TASK:
Each line from the one containing "cylindrical tower -> box" through the final line of the data below must be repeated exactly.

RECORDED INFORMATION:
*** Begin section ***

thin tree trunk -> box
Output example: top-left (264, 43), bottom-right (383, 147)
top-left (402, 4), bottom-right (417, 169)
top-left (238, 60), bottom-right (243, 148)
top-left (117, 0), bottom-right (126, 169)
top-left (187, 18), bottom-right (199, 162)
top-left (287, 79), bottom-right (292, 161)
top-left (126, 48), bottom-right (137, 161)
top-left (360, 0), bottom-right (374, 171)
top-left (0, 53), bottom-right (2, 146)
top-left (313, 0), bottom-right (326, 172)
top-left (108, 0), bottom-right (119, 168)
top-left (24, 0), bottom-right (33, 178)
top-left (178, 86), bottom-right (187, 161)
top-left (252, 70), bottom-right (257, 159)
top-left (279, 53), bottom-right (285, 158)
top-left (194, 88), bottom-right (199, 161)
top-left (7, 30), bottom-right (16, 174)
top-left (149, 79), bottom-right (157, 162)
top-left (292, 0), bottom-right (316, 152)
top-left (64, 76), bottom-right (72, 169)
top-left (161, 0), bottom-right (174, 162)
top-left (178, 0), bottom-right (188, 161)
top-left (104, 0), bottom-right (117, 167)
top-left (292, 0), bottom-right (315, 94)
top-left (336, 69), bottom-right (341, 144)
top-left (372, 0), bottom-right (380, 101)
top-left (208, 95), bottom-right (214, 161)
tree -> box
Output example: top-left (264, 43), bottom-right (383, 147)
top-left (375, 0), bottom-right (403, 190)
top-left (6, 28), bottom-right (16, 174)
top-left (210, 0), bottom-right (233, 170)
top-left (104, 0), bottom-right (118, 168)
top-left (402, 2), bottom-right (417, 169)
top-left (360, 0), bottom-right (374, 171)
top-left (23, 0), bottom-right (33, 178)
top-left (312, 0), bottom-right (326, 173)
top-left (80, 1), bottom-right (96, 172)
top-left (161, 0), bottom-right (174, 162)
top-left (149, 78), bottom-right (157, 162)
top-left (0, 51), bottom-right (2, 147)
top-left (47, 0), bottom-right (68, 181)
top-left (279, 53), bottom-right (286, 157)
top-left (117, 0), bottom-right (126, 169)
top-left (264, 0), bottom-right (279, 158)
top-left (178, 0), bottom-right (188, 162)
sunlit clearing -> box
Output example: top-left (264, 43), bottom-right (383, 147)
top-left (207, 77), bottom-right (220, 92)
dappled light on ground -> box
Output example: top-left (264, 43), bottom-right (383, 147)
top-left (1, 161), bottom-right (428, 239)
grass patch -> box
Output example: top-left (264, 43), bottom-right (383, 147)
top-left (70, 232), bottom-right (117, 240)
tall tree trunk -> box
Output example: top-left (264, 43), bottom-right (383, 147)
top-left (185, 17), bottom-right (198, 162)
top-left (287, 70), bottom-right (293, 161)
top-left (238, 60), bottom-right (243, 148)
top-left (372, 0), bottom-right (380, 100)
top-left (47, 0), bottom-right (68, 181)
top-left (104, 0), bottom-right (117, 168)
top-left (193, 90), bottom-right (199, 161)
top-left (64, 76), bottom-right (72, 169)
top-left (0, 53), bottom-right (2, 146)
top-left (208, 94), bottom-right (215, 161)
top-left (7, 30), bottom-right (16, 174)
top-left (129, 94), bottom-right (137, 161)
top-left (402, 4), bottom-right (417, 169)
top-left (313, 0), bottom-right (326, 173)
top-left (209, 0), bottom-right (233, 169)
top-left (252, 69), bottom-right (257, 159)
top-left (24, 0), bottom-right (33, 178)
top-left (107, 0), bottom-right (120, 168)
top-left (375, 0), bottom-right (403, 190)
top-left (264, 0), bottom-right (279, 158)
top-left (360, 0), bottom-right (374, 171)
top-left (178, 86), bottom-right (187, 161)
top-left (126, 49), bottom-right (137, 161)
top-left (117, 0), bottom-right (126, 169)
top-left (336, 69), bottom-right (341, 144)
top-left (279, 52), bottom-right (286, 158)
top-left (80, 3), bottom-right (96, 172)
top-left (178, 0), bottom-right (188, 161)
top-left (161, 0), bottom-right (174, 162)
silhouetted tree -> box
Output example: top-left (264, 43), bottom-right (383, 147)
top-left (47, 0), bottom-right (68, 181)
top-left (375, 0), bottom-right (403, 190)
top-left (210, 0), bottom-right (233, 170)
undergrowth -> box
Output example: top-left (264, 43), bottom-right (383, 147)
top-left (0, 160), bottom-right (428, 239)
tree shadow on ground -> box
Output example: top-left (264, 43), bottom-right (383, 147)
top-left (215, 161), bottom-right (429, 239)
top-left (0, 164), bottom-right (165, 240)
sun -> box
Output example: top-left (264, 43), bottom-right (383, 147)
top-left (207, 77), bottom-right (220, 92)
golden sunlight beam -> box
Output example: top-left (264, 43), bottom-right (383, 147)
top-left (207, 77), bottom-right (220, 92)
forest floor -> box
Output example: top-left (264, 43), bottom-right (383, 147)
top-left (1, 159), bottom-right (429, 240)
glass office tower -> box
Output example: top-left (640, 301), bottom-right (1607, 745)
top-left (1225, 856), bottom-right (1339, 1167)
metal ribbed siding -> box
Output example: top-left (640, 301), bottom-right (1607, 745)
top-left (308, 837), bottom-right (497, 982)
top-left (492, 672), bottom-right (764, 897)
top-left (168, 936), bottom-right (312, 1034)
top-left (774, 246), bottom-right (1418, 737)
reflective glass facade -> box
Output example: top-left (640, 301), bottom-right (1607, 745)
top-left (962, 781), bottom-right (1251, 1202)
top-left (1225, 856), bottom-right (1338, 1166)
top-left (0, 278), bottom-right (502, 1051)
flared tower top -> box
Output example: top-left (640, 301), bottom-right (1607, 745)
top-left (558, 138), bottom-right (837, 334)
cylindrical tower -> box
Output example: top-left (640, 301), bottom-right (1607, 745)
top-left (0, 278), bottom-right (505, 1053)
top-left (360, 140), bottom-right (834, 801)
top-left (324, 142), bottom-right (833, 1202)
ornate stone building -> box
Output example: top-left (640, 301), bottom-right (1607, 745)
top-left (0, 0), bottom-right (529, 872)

*** End section ***

RESPONSE TO THE TASK:
cylindrical tower -> box
Output example: top-left (640, 301), bottom-right (1607, 745)
top-left (0, 278), bottom-right (505, 1053)
top-left (360, 140), bottom-right (834, 801)
top-left (324, 142), bottom-right (833, 1202)
ornate stone building -> box
Output example: top-left (640, 301), bottom-right (1607, 745)
top-left (0, 0), bottom-right (529, 872)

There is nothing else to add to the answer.